### TASK MATERIAL
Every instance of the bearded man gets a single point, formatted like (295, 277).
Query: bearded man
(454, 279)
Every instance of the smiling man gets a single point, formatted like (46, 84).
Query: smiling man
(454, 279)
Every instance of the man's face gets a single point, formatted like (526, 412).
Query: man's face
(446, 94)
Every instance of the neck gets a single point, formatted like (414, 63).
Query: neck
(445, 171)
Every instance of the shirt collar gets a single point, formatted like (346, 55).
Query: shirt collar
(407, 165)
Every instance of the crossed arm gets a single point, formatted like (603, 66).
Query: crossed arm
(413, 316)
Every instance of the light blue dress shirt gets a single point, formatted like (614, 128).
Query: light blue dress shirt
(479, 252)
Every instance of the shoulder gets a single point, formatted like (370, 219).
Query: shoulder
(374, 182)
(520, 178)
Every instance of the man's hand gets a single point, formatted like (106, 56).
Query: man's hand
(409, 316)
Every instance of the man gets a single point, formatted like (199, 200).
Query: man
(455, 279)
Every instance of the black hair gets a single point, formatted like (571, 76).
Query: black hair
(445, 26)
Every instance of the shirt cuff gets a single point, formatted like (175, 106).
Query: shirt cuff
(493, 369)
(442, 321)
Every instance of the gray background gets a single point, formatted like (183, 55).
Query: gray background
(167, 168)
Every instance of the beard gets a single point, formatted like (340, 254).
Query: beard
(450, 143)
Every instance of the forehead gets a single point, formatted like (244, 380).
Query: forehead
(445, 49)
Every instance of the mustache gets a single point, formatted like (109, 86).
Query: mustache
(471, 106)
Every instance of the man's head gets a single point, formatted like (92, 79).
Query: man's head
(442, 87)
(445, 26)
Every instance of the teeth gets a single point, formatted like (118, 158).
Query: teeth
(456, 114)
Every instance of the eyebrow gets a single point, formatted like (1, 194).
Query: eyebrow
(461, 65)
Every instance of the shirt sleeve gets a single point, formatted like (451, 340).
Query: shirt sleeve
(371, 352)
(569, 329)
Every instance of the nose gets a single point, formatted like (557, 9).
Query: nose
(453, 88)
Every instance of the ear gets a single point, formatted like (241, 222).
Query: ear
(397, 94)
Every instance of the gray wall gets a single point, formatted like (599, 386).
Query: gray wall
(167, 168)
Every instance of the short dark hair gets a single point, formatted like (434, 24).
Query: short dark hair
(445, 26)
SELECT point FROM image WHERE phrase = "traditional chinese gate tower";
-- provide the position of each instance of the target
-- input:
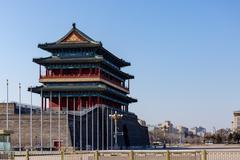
(82, 76)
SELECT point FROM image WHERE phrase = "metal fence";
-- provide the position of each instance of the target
(124, 155)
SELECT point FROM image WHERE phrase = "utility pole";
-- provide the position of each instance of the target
(116, 117)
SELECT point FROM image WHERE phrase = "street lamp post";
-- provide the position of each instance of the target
(116, 117)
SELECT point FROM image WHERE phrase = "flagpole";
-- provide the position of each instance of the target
(67, 124)
(50, 110)
(59, 123)
(7, 107)
(19, 120)
(41, 120)
(74, 123)
(31, 122)
(92, 127)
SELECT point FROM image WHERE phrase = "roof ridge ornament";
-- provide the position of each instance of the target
(74, 25)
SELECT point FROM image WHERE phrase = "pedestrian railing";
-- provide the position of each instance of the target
(129, 155)
(6, 155)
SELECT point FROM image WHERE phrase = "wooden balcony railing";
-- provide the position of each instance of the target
(42, 77)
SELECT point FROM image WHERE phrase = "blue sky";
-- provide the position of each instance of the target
(185, 54)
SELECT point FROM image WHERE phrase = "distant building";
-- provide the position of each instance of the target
(182, 129)
(167, 126)
(236, 121)
(200, 131)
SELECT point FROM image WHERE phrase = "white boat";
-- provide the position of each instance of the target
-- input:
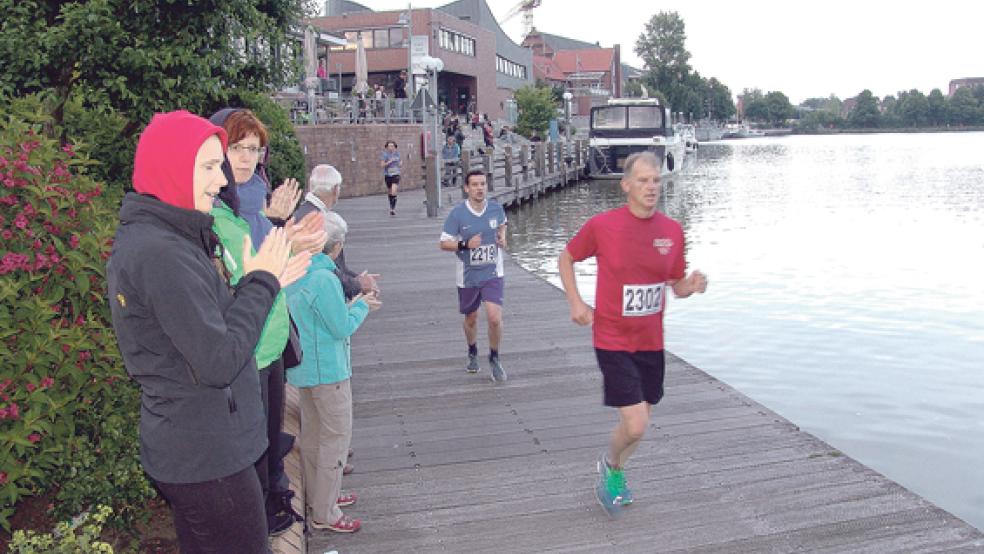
(689, 135)
(628, 125)
(741, 130)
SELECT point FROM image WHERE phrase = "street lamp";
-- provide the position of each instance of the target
(406, 18)
(433, 66)
(567, 114)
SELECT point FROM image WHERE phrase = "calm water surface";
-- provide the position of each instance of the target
(846, 290)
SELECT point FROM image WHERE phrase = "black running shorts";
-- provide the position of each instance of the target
(631, 377)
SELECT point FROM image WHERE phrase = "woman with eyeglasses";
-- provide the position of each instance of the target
(245, 211)
(187, 335)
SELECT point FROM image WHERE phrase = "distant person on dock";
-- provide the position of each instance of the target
(391, 163)
(640, 253)
(475, 231)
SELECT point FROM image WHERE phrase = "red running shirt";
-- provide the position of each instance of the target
(636, 259)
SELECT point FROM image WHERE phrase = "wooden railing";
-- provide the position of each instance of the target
(514, 172)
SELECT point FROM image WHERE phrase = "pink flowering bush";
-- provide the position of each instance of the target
(68, 412)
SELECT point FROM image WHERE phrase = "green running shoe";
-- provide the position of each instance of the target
(611, 482)
(497, 374)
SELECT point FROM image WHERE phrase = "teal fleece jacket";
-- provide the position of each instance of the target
(326, 324)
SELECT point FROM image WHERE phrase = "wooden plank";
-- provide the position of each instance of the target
(448, 462)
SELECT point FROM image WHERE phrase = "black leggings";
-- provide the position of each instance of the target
(267, 467)
(223, 515)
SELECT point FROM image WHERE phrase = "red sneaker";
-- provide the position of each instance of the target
(345, 524)
(347, 499)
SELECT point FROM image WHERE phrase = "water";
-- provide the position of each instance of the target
(846, 290)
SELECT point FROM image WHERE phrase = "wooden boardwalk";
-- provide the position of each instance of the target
(448, 462)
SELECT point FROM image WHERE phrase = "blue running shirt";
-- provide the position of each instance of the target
(477, 265)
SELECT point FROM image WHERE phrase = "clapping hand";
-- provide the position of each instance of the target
(274, 257)
(308, 234)
(370, 299)
(284, 199)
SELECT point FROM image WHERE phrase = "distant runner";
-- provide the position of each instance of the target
(475, 231)
(640, 254)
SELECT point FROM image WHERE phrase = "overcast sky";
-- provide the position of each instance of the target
(802, 49)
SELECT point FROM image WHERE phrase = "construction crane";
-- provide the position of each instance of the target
(526, 8)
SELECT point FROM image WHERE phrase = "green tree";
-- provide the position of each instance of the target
(865, 113)
(718, 100)
(661, 47)
(632, 89)
(779, 108)
(753, 105)
(915, 109)
(536, 108)
(937, 107)
(134, 58)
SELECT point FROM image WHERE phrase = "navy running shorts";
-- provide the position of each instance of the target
(631, 377)
(470, 298)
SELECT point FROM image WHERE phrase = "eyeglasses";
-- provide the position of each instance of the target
(258, 151)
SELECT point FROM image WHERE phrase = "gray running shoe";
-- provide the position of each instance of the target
(498, 375)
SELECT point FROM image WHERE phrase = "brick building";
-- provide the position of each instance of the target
(969, 82)
(482, 66)
(591, 73)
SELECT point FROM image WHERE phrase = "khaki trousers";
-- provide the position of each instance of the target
(326, 432)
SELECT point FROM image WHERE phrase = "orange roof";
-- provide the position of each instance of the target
(588, 59)
(545, 68)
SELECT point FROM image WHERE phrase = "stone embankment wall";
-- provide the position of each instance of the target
(355, 149)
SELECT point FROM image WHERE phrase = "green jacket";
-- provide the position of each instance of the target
(231, 229)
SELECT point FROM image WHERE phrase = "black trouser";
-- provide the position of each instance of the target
(223, 515)
(267, 467)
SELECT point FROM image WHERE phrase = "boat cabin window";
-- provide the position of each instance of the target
(644, 117)
(609, 118)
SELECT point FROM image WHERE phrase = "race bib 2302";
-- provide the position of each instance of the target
(640, 300)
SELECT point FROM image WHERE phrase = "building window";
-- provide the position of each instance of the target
(392, 37)
(454, 42)
(510, 68)
(380, 38)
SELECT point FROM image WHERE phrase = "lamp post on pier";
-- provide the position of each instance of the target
(567, 115)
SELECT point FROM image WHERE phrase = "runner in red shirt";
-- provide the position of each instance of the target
(640, 255)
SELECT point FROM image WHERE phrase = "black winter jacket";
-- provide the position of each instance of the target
(188, 340)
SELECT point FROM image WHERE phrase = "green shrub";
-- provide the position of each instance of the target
(286, 155)
(68, 412)
(79, 537)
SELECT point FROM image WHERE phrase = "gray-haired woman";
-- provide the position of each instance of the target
(326, 321)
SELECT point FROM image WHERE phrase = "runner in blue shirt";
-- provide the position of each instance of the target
(475, 231)
(391, 163)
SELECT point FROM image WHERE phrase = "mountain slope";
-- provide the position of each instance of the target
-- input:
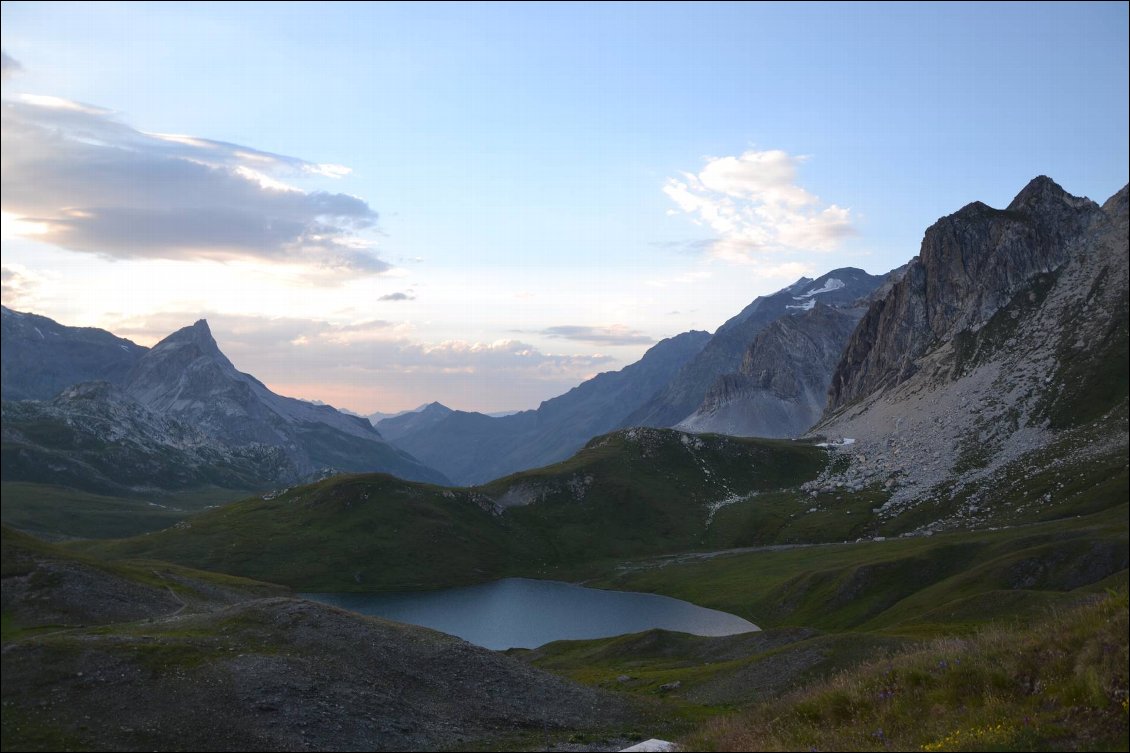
(782, 386)
(1001, 354)
(727, 348)
(92, 436)
(631, 492)
(38, 356)
(472, 448)
(187, 377)
(393, 427)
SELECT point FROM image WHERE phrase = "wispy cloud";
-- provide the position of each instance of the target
(17, 286)
(613, 335)
(375, 364)
(756, 208)
(83, 180)
(8, 66)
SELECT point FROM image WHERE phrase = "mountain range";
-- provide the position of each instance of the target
(179, 415)
(663, 388)
(965, 476)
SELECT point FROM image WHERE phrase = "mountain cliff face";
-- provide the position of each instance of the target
(1002, 352)
(471, 448)
(971, 265)
(95, 438)
(727, 349)
(182, 414)
(38, 357)
(187, 377)
(782, 386)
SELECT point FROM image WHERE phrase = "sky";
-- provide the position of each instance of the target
(377, 206)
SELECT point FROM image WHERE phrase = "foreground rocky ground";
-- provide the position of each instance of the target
(264, 673)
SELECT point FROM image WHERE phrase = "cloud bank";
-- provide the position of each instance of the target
(376, 364)
(8, 66)
(755, 206)
(78, 178)
(614, 335)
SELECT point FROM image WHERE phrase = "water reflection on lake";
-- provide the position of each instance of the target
(523, 613)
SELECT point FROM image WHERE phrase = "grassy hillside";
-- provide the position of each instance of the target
(626, 494)
(208, 661)
(1059, 684)
(52, 511)
(910, 586)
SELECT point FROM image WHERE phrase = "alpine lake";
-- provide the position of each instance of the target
(524, 613)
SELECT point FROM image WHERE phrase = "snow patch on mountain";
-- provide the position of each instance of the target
(831, 284)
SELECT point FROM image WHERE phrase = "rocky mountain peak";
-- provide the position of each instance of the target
(970, 266)
(198, 335)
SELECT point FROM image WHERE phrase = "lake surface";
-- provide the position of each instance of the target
(523, 613)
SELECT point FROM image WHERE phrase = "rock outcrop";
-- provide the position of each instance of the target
(1004, 349)
(38, 356)
(782, 386)
(971, 265)
(727, 348)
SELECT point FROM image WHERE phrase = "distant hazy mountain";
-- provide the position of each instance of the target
(727, 349)
(38, 356)
(184, 406)
(413, 421)
(471, 448)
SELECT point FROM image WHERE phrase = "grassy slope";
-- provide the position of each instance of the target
(829, 608)
(205, 661)
(901, 583)
(60, 511)
(1059, 684)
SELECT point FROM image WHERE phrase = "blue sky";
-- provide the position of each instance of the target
(485, 204)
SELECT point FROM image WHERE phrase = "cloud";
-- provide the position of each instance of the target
(8, 66)
(374, 364)
(614, 335)
(17, 286)
(90, 183)
(756, 208)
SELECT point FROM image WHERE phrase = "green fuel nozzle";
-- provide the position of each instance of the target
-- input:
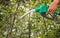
(42, 9)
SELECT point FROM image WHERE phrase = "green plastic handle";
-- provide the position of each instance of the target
(43, 8)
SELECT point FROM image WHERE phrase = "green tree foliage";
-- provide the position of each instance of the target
(31, 26)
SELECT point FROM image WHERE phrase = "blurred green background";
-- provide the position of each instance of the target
(31, 26)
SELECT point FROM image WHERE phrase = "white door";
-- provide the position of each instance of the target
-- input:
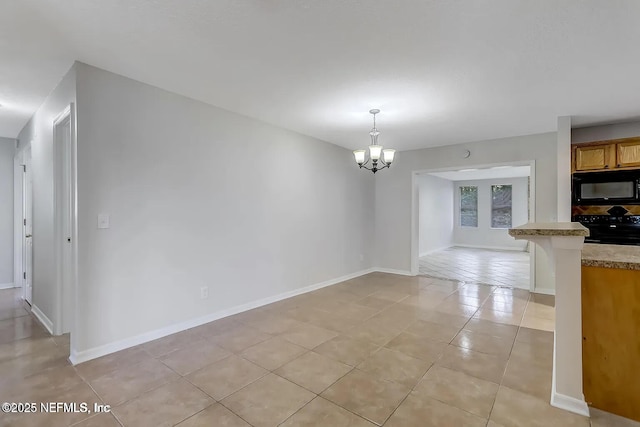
(63, 139)
(27, 198)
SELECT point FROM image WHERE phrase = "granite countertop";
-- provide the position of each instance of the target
(550, 229)
(626, 257)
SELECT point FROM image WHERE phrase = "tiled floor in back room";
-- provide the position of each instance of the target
(490, 266)
(376, 350)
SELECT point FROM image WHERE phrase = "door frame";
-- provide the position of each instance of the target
(415, 219)
(18, 220)
(65, 296)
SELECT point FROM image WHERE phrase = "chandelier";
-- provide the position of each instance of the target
(375, 150)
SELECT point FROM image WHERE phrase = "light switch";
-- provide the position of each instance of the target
(103, 220)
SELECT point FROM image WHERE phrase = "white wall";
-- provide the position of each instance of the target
(394, 195)
(563, 167)
(7, 152)
(38, 132)
(436, 213)
(200, 196)
(483, 236)
(604, 132)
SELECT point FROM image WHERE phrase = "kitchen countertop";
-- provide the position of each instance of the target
(626, 257)
(550, 229)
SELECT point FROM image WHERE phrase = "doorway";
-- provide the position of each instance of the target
(459, 242)
(64, 219)
(23, 223)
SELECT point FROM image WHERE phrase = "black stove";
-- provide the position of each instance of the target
(611, 229)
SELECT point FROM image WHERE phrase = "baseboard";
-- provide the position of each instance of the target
(569, 403)
(46, 322)
(495, 248)
(93, 353)
(393, 271)
(434, 250)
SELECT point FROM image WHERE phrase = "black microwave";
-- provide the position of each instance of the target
(606, 188)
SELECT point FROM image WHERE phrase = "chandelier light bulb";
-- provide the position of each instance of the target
(378, 157)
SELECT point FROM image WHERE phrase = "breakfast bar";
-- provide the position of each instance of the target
(563, 243)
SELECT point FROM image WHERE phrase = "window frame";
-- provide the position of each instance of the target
(491, 209)
(460, 187)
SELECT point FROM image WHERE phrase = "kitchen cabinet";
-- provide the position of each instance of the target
(592, 157)
(610, 339)
(628, 153)
(606, 155)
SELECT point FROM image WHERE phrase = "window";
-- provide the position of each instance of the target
(500, 206)
(469, 206)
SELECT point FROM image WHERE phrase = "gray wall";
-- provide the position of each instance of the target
(7, 152)
(436, 213)
(394, 195)
(200, 196)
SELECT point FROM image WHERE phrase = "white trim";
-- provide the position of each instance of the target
(435, 250)
(92, 353)
(495, 248)
(393, 271)
(42, 318)
(18, 216)
(570, 404)
(563, 401)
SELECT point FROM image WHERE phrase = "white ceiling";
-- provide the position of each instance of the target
(495, 172)
(441, 71)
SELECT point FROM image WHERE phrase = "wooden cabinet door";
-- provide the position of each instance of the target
(610, 346)
(628, 154)
(592, 157)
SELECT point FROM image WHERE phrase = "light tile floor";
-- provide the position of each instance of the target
(493, 267)
(377, 350)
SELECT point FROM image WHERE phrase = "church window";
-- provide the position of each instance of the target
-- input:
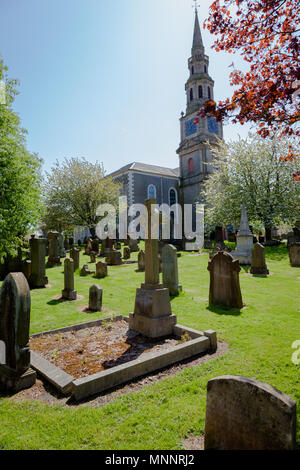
(151, 191)
(191, 165)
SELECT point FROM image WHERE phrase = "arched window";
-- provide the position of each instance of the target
(151, 191)
(172, 197)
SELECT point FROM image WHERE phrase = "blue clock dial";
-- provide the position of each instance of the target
(212, 125)
(190, 127)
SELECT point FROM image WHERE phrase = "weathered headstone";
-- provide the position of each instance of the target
(95, 298)
(85, 270)
(294, 253)
(170, 269)
(15, 373)
(93, 256)
(152, 315)
(38, 263)
(54, 253)
(245, 414)
(69, 293)
(224, 281)
(75, 255)
(101, 269)
(244, 241)
(141, 261)
(126, 252)
(258, 264)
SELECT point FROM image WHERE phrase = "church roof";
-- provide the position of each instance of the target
(145, 168)
(197, 41)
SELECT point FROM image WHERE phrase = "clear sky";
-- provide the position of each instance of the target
(104, 79)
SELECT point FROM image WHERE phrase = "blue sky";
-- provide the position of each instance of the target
(103, 79)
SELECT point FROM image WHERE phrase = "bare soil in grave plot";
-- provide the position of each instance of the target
(90, 350)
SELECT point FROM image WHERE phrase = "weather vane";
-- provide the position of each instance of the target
(195, 6)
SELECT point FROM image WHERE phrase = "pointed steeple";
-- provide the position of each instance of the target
(197, 40)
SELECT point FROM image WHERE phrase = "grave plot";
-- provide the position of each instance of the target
(86, 359)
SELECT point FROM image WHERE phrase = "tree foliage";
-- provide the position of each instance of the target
(251, 173)
(20, 175)
(73, 190)
(266, 33)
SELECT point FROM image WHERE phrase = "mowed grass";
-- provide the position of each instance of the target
(159, 416)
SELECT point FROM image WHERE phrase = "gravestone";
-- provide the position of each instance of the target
(126, 252)
(113, 258)
(224, 281)
(294, 253)
(101, 269)
(75, 255)
(54, 253)
(152, 315)
(258, 264)
(15, 373)
(170, 269)
(95, 298)
(141, 261)
(245, 414)
(37, 276)
(69, 293)
(244, 241)
(85, 270)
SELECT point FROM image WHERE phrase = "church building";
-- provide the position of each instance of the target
(184, 184)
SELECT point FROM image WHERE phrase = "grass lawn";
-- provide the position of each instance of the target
(161, 415)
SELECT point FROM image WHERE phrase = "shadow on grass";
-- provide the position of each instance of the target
(220, 310)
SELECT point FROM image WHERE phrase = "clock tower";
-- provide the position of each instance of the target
(194, 155)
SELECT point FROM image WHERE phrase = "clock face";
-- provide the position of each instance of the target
(212, 125)
(190, 127)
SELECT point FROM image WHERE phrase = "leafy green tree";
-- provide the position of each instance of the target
(20, 174)
(253, 172)
(73, 190)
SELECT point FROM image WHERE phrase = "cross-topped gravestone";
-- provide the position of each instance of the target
(15, 374)
(152, 315)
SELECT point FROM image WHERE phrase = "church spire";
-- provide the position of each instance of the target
(197, 40)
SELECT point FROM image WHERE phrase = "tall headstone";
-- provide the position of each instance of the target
(75, 255)
(170, 269)
(245, 414)
(68, 292)
(126, 252)
(244, 241)
(54, 253)
(141, 261)
(294, 253)
(37, 276)
(152, 315)
(224, 281)
(258, 264)
(101, 269)
(15, 373)
(95, 298)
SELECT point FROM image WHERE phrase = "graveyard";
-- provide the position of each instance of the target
(253, 341)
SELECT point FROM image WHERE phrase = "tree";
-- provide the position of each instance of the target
(251, 173)
(266, 33)
(20, 174)
(73, 191)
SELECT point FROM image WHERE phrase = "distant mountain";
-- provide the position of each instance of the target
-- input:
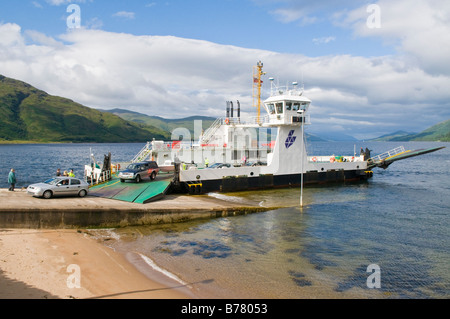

### AIM
State how many of the lines above contain the string "eyebrow", treating uppercase and lowercase as different. Give only the number.

### RESULT OF THE EXERCISE
2